» Excerto da página:
□ □ □ □ □

Já sobre a partilha dos custos, mais do que uma transferência das responsabilidades constitucionais do Estado para os cidadãos que hoje já pagam cerca de 30% dos custos totais com a saúde (já com os seguros de saúde incluídos), estamos perante uma medida que visa sobretudo preparar os portugueses para uma privatização em larga escala dos serviços públicos de saúde. 

Segundo dados revelados ainda esta semana pelo INE, «em 2005, cerca de 50,2% da despesa das famílias centralizou-se na aquisição de serviços de cuidados de saúde prestados pelo conjunto dos outros prestadores de cuidados de saúde em ambulatório (consultórios ou gabinetes médicos, centros de cuidados de saúde especializados e ambulatório particulares com e sem fins lucrativos, laboratórios médicos e de diagnóstico e outros cuidados de saúde em ambulatório). Ou seja mais de metade da despesa é feita fora do SNS.

O argumento de que Portugal é um dos países que mais gasta em saúde não é verdadeiro, porque segundo dados da OCDE referentes a 2005, ocupávamos o 23º lugar entre 30 países com uma despesa «per capita» de 2033 dólares (unidades de Paridade Poder de Compra), menos de metade da Noruega ou da Suíça e muito afastado da Grécia com 2.981.

Independentemente das medidas que são necessárias tomar, medidas que há muito o PCP reclama, nos planos político, financeiro e técnico que contribuam para a melhoria da prestação do SNS, as verdadeiras causas para os problemas com que os portugueses são confrontados na saúde, podemos encontrá-las nas políticas de direita que têm vindo a ser implementadas, como acontece aqui no concelho do Seixal, um dos mais populosos do país.

O encerramento dos SAP de Corroios e do Seixal e os recuos face à construção do novo Hospital do Seixal, são consequência natural de uma orientação geral do governo cujo objectivo é consolidar o processo de privatização dos serviços públicos de saúde, e não o resultado de qualquer estratégia que vise no quadro do SNS resolver os muitos e graves problemas que se sentem não só no Seixal, mas em toda esta região.

□ □ □ □ □

» Dados fornecidos:
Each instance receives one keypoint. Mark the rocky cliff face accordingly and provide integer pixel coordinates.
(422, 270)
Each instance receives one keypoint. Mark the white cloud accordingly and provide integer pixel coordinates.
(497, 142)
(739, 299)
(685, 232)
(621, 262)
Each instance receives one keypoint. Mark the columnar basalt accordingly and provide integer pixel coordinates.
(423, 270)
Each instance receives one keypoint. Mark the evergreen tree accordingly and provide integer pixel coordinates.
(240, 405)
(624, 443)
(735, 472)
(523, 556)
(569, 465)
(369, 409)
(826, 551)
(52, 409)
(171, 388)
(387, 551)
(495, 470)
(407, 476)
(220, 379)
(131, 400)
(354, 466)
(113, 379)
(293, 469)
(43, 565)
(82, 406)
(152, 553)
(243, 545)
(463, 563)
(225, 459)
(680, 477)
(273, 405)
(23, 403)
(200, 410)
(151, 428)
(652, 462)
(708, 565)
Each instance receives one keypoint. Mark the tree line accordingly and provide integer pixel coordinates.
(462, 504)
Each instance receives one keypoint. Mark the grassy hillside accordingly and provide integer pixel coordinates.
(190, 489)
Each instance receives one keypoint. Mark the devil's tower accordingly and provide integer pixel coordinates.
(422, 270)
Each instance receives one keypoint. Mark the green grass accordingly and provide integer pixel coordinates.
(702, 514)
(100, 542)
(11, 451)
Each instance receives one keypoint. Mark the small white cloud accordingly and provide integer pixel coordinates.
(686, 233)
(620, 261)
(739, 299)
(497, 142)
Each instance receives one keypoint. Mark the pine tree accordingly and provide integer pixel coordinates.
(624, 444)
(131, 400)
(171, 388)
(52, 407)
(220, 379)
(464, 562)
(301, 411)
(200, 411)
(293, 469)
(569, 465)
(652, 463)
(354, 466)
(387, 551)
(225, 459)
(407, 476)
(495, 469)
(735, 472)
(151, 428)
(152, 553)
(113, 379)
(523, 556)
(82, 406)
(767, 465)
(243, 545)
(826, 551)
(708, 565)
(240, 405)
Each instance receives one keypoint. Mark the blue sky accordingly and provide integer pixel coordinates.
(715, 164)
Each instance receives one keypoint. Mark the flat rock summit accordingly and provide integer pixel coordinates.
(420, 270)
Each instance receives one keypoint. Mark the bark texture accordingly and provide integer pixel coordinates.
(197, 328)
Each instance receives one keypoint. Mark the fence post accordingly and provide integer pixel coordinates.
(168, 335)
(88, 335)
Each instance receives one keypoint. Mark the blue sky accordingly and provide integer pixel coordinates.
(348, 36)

□ □ □ □ □

» Exercícios:
1. Indique todos os países mencionados no excerto sobre as despesas com a saúde.
2. De acordo com os dados da OCDE referentes a 2005 citados no excerto, que lugar ocupava Portugal entre 30 países?
3. Por que razão o excerto considera falso o argumento de que Portugal é um dos países que mais gasta em saúde?

» Soluções:
1. Portugal, Noruega, Suíça e Grécia.

2. Ocupava o 23º lugar.

3. Segundo os dados da OCDE referentes a 2005, Portugal ocupava o 23º lugar entre 30 países, com uma despesa «per capita» de 2033 dólares. Esse valor correspondia a menos de metade da despesa da Noruega ou da Suíça e ficava muito afastado do da Grécia, com 2.981.